# What is being asked
When you reach the line that contains "of the human" in the data below, copy it and every line after it exactly, adding nothing.

# Source data
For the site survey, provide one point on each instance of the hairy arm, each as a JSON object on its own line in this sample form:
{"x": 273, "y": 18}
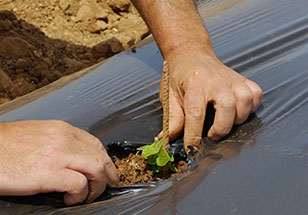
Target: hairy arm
{"x": 197, "y": 76}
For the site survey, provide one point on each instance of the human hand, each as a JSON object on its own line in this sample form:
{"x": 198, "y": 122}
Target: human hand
{"x": 53, "y": 156}
{"x": 198, "y": 77}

# Answer to this exercise
For the site survey, provide one point on each instance of the human hand, each as a JSON object on its own line in this sample form:
{"x": 198, "y": 122}
Target: human hand
{"x": 53, "y": 156}
{"x": 198, "y": 77}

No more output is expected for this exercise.